### Verilen metin:
==========

[voiserPlayer]
Hariçten Gazel Haftalık Dış Haberler Bülteni (16-22 Mayıs 2023)
Dünya diplomasisinin ana gündemini son bir yıldır Rusya’nın Ukrayna’yı işgali ve bu sorunun yarattığı diğer karmaşık problemler dizisi oluşturuyor. Geçtiğimiz hafta ise birçok uluslararası aktörün katıldığı ve Rusya-Ukrayna Savaşı’nın yine en çok konuşulduğu hızlı bir diplomatik ilişkiler serisine şahit olduk.
Zelensky’nin Diplomasi Trafiği
Zelensky geçtiğimiz hafta 12 yıl aradan sonra Suriye Devlet Başkanı Esad’ın da katıldığı Arap Birliği Zirvesine katıldı. Esad’ın katılması ile Arap Birliği’nde 12 yıldan sonra bir ilk yaşanırken Suriye’nin geleceği açısından ciddi gelişmelere gebe olabilecek bu zirveye Zelensky’nin katılımı ile Rusya-Ukrayna Savaşı gündemi de ön plana çıktı.
Zelensky bu zirvede Arap liderlerle ikili görüşmeler yaptı ve önemli mesajlar verdi. Yaptığı konuşmada savaşı kendilerinin tercih etmediğini ve işgale uğradıklarını belirten Zelensky, işgale karşı var güçleriyle direnecekleri mesajını tekrar vurguladı.

==========

### Kayıtlar:
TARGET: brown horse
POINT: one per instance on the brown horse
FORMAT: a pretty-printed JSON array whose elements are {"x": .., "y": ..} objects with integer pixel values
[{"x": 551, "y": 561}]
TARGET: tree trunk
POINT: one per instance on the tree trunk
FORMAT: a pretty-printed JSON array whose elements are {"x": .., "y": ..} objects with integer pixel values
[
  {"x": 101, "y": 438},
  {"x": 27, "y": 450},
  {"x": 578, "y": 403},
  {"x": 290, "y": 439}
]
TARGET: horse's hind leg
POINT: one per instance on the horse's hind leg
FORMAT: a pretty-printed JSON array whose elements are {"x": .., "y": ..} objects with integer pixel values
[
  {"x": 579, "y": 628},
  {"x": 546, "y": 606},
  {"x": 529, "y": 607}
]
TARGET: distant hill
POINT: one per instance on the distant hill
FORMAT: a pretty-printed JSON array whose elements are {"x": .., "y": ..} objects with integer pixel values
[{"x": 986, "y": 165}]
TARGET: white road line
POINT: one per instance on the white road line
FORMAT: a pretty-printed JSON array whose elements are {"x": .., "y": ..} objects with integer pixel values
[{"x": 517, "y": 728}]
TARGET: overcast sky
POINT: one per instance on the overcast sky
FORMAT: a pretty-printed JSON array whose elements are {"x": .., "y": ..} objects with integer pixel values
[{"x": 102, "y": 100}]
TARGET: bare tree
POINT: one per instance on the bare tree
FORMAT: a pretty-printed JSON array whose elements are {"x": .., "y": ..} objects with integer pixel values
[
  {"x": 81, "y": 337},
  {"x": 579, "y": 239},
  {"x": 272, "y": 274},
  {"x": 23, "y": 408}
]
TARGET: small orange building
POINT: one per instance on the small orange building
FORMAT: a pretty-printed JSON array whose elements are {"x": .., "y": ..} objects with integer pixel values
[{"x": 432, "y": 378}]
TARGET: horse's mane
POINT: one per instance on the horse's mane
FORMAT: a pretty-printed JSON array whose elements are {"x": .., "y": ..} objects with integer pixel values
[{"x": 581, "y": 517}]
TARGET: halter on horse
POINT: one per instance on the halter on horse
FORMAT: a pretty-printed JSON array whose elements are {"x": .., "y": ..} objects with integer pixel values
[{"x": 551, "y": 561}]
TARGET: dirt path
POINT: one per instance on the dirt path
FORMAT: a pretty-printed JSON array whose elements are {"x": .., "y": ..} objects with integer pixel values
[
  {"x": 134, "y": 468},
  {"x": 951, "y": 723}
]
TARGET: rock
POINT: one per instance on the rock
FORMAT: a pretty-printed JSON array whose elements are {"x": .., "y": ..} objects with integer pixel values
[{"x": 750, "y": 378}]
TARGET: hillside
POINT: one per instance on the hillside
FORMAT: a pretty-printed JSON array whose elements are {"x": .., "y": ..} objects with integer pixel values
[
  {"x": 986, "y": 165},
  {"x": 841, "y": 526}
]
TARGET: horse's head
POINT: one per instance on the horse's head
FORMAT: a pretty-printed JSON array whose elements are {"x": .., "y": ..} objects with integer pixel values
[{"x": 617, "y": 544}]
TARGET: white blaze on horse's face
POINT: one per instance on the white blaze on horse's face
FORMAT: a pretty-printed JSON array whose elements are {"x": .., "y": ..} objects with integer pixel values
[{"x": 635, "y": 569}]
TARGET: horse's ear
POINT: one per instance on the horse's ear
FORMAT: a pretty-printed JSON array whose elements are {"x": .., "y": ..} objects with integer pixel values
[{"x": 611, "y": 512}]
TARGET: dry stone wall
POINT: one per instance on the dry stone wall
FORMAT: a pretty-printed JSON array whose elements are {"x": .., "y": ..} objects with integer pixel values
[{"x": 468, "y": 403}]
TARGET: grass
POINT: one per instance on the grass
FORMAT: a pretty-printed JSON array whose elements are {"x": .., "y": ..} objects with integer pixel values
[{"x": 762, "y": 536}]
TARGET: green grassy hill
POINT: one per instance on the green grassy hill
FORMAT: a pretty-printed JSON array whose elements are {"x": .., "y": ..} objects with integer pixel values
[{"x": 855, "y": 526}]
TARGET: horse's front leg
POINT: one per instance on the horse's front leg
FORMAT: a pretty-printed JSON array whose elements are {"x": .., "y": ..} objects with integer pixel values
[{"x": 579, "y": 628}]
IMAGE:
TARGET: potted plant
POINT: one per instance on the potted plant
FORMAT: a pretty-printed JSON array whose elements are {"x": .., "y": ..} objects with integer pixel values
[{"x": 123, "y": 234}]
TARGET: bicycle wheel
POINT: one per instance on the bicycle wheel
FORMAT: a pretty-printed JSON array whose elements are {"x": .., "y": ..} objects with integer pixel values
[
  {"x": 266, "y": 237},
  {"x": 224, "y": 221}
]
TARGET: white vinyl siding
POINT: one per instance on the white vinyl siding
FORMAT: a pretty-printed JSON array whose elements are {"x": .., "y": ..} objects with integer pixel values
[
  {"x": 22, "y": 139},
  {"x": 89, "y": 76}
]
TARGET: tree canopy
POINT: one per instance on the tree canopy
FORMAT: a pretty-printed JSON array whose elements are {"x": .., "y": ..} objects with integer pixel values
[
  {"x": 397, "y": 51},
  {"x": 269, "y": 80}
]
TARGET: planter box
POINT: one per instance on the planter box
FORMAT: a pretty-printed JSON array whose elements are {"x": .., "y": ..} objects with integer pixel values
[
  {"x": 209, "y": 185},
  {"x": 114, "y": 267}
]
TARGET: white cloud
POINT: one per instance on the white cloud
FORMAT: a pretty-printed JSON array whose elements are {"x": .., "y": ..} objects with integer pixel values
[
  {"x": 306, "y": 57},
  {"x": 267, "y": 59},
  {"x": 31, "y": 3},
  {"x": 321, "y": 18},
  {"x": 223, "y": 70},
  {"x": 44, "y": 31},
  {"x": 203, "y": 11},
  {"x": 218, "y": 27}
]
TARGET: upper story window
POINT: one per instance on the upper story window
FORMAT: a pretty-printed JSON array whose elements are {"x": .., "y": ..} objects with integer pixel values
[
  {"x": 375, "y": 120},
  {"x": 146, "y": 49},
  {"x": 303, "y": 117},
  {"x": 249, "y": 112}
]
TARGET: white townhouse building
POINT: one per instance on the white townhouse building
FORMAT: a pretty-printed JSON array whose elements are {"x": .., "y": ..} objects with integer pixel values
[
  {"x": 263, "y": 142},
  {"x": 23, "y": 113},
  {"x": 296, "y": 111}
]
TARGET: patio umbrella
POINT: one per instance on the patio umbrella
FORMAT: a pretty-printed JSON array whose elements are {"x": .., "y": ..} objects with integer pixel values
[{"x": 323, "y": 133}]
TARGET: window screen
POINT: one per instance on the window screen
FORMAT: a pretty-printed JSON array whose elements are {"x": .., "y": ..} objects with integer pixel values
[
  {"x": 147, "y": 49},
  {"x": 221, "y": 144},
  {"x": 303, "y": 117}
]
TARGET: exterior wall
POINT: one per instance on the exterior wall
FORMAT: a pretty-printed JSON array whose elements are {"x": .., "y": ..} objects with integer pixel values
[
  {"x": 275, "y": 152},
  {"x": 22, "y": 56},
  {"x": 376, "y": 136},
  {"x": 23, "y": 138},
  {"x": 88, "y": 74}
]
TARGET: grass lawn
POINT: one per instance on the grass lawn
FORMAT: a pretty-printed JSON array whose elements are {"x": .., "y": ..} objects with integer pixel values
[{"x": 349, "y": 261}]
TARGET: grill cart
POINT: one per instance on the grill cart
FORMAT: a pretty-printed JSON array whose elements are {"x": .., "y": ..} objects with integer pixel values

==========

### Alıştırma yönergesi:
Yukarıdaki dış haberler bülteninde "[voiserPlayer]" sözleriyle başlayıp "ön plana çıktı." sözleriyle biten bölümü hiçbir değişiklik yapmadan yazın.

### Yazılı cevap:
[voiserPlayer]
Hariçten Gazel Haftalık Dış Haberler Bülteni (16-22 Mayıs 2023)
Dünya diplomasisinin ana gündemini son bir yıldır Rusya’nın Ukrayna’yı işgali ve bu sorunun yarattığı diğer karmaşık problemler dizisi oluşturuyor. Geçtiğimiz hafta ise birçok uluslararası aktörün katıldığı ve Rusya-Ukrayna Savaşı’nın yine en çok konuşulduğu hızlı bir diplomatik ilişkiler serisine şahit olduk.
Zelensky’nin Diplomasi Trafiği
Zelensky geçtiğimiz hafta 12 yıl aradan sonra Suriye Devlet Başkanı Esad’ın da katıldığı Arap Birliği Zirvesine katıldı. Esad’ın katılması ile Arap Birliği’nde 12 yıldan sonra bir ilk yaşanırken Suriye’nin geleceği açısından ciddi gelişmelere gebe olabilecek bu zirveye Zelensky’nin katılımı ile Rusya-Ukrayna Savaşı gündemi de ön plana çıktı.